#### Data for this exercise
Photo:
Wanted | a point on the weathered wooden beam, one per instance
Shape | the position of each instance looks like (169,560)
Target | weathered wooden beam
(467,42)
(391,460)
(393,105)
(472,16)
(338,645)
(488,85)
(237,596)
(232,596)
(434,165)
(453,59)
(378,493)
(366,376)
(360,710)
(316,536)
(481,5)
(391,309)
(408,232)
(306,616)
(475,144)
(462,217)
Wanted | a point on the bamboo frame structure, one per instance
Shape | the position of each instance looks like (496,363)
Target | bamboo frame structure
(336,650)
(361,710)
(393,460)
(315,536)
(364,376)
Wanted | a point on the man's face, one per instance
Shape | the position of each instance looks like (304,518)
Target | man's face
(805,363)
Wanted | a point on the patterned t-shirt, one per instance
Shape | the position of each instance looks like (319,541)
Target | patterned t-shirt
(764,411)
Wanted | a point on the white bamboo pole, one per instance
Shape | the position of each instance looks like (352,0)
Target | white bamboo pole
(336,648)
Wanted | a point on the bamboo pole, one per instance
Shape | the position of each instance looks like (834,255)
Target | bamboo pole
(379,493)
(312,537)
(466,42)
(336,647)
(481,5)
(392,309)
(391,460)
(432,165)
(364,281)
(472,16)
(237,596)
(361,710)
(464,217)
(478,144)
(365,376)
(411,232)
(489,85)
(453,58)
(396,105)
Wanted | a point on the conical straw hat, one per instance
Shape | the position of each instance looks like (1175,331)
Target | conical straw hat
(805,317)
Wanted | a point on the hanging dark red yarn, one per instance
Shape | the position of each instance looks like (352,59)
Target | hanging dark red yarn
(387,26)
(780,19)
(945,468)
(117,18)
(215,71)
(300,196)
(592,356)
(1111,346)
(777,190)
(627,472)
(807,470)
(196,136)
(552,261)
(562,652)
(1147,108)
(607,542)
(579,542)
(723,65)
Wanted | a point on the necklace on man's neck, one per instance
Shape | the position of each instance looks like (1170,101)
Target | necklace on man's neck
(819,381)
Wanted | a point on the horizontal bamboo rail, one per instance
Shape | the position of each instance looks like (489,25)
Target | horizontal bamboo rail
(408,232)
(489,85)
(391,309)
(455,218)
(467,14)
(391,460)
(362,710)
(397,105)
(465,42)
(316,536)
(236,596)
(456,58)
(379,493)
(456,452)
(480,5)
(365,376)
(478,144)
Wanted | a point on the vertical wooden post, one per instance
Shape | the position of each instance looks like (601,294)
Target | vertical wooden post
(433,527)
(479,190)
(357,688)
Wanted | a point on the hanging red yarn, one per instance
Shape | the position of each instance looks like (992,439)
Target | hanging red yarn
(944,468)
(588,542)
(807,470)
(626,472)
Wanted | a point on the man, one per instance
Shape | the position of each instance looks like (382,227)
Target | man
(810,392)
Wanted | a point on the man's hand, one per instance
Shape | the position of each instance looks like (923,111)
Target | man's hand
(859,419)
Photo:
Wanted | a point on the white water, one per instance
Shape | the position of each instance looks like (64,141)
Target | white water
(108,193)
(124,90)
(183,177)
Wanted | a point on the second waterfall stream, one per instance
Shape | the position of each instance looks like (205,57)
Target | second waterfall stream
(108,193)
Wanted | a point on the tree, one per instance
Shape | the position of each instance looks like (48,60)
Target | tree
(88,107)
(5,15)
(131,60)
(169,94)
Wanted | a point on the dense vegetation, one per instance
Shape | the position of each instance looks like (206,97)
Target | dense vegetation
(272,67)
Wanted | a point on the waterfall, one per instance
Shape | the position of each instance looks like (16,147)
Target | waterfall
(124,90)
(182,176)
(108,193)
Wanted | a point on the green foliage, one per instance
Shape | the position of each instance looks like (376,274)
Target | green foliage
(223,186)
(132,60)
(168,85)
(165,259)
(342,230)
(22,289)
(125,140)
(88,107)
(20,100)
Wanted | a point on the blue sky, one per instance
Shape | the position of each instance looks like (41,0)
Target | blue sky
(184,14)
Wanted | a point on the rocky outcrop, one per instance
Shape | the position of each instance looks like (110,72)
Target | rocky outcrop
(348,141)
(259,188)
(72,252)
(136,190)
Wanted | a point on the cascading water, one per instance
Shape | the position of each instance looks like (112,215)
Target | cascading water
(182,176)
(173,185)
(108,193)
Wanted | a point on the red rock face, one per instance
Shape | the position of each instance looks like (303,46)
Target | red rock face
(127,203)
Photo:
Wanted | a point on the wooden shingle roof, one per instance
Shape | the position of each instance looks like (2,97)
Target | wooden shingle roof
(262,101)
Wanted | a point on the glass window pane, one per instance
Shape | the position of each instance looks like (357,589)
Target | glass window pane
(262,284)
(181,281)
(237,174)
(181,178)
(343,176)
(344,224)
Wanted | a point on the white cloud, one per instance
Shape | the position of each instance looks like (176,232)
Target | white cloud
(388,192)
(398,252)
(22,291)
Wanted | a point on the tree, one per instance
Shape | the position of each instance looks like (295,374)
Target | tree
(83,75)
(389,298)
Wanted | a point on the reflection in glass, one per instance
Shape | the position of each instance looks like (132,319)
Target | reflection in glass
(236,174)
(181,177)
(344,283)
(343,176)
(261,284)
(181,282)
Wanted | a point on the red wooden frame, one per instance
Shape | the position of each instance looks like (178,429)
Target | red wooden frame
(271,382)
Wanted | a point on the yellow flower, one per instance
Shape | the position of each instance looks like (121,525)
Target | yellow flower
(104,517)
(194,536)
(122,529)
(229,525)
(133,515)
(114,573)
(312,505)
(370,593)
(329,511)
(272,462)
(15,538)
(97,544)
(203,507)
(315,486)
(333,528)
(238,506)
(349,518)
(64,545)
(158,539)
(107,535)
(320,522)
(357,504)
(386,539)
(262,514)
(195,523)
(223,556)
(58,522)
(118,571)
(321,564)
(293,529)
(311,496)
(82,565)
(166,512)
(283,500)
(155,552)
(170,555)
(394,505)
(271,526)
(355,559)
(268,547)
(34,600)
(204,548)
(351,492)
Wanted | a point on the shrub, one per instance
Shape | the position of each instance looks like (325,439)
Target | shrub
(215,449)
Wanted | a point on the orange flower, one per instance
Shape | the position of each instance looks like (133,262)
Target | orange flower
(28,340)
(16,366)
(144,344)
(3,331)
########
### What the task requires
Print the listing above in its entirety, with every line exact.

### Response to the task
Photo:
Wanted | a point on the weathered wooden beam, one per instance
Shape | the position of each instance looks like (169,560)
Target | weathered wooden beam
(467,42)
(391,460)
(393,105)
(472,16)
(338,645)
(488,85)
(237,596)
(232,596)
(434,165)
(453,59)
(378,493)
(366,376)
(360,710)
(316,536)
(481,5)
(391,309)
(408,232)
(306,616)
(475,144)
(462,217)
Wanted | a point on the bamboo frame structure, one per instance
Shape | the position of each instance looks like (496,363)
Target | bamboo frame structure
(336,650)
(361,710)
(393,460)
(315,536)
(364,376)
Wanted | a point on the man's face, one per instance
Shape | the position of each instance looks like (304,518)
Target | man's face
(805,363)
Wanted | a point on the patterned t-shirt, one per instance
Shape | the position of each instance looks like (319,541)
Target | patterned t-shirt
(764,411)
Wanted | a point on the white bamboo pole, one per instance
Shape | the position of each instance looks like (352,0)
Target | white bamboo pole
(336,648)
Wanted | a point on the bamboo pole, one per instance
Shape | the position of each instance looks like (834,255)
Target | bamboo pole
(379,493)
(312,537)
(466,42)
(336,647)
(481,5)
(392,309)
(391,460)
(432,165)
(364,281)
(472,16)
(237,596)
(361,710)
(464,217)
(478,144)
(365,376)
(411,232)
(489,85)
(453,58)
(396,105)
Wanted | a point on the conical straw hat, one per instance
Shape | the position of each instance looks like (1175,331)
Target | conical straw hat
(805,317)
Wanted | a point on the hanging dark red yarn, one per instance
Shape | the position of each instance looks like (352,59)
Target | hanging dark red yarn
(387,26)
(780,19)
(945,468)
(117,18)
(215,71)
(300,196)
(592,356)
(1111,346)
(777,190)
(627,472)
(807,470)
(196,136)
(552,261)
(562,652)
(1147,108)
(607,542)
(579,542)
(723,65)
Wanted | a point on the necklace on man's neck, one per instance
Shape | the position of each instance looks like (1170,101)
Target | necklace on man's neck
(819,381)
Wanted | a point on the horizontal bamboo rail, one per instance
Shape | the position of each instance looks like (489,25)
Target | horizontal bamboo rail
(408,232)
(489,85)
(391,309)
(455,218)
(467,14)
(391,460)
(362,710)
(397,105)
(465,42)
(316,536)
(236,596)
(456,58)
(379,493)
(456,452)
(480,5)
(365,376)
(478,144)
Wanted | a point on the vertical wooden post, one per instance
Shape | the position of each instance looks like (601,294)
Target | vertical wooden post
(433,527)
(479,190)
(357,688)
Wanted | a point on the hanging red yarn, one per instance
Shape | the position of each instance looks like (992,439)
Target | hanging red yarn
(944,468)
(588,542)
(807,470)
(626,472)
Wanted | a point on the man, one per instance
Shape | the position of each instance looks like (382,227)
Target | man
(810,392)
Wanted | a point on the man's hand, one per instance
Shape | the position of each instance looks like (923,111)
Target | man's hand
(859,419)
Photo:
Wanted | a point on the white water, one per instance
Shape | the position of each instance looks like (64,141)
Target | white water
(108,193)
(124,90)
(183,177)
Wanted | a point on the second waterfall stream, one per instance
Shape | the position of each instance looks like (205,57)
Target | second waterfall stream
(108,193)
Wanted | a point on the tree, one per instance
Shape | the position of each instance looks like (48,60)
Target | tree
(88,107)
(5,15)
(131,60)
(169,94)
Wanted | a point on the dense vegetation, one per instance
Shape | the position of each instance looks like (206,97)
Target | dense vegetation
(272,67)
Wanted | a point on the waterfall, one per instance
Shape | the position of each instance looks like (16,147)
Target | waterfall
(124,90)
(182,176)
(108,193)
Wanted | a point on the green foliage, one per instance
Shape | the position of each instance looks like (376,274)
Target | green foliage
(223,186)
(132,60)
(168,85)
(165,259)
(342,230)
(22,289)
(125,140)
(88,107)
(20,100)
Wanted | a point on the blue sky, one per instance
Shape | the position of each instance looks like (41,0)
Target | blue sky
(184,14)
Wanted | a point on the rocky outcrop, one per instance
Shape | the position of each instance looks like (110,72)
Target | rocky outcrop
(348,141)
(259,188)
(72,252)
(136,190)
Wanted | a point on the cascading water, one per instance
Shape | the position of each instance looks like (112,215)
Target | cascading water
(182,176)
(173,185)
(108,193)
Wanted | a point on the red rock face, one per instance
Shape | the position of each instance looks like (303,46)
Target | red rock face
(127,203)
Photo:
Wanted | a point on the wooden shingle roof, one per instance
Shape | the position of each instance looks like (2,97)
Target | wooden shingle roof
(262,101)
Wanted | a point on the glass window pane, one per instance
Shape | the position of each instance looks like (357,589)
Target | glass window pane
(262,284)
(181,281)
(237,174)
(181,178)
(343,176)
(344,224)
Wanted | a point on the white cloud, one per instance
Shape | the position of each instance looks like (176,232)
Target | white cloud
(388,192)
(398,252)
(22,291)
Wanted | a point on the tree, one per instance
Shape | the position of each instance looks like (295,374)
Target | tree
(83,75)
(389,298)
Wanted | a point on the reflection in glass, one per instance
Shape | the position of each instance looks like (132,319)
Target | reflection in glass
(236,174)
(181,177)
(344,283)
(343,176)
(261,284)
(181,282)
Wanted | a point on the red wooden frame, one per instance
Shape | the position of each instance looks like (178,429)
Target | red wooden frame
(271,382)
Wanted | a point on the yellow flower, one per instance
Shape | the position of each instance looks like (121,525)
Target | yellow flower
(104,517)
(194,536)
(122,529)
(229,525)
(133,515)
(114,573)
(312,505)
(370,593)
(329,511)
(272,462)
(15,538)
(97,544)
(203,507)
(315,486)
(333,528)
(238,506)
(349,518)
(64,545)
(158,539)
(107,535)
(320,522)
(357,504)
(386,539)
(262,514)
(195,523)
(223,556)
(58,522)
(118,571)
(321,564)
(293,529)
(311,496)
(82,565)
(166,512)
(283,500)
(155,552)
(170,555)
(394,505)
(271,526)
(355,559)
(268,547)
(34,600)
(204,548)
(351,492)
Wanted | a point on the shrub, one per instance
Shape | the position of each instance looks like (325,439)
Target | shrub
(215,449)
Wanted | a point on the orange flower, one per instance
Shape | the position of each instance looks like (133,262)
Target | orange flower
(28,340)
(16,366)
(144,344)
(3,331)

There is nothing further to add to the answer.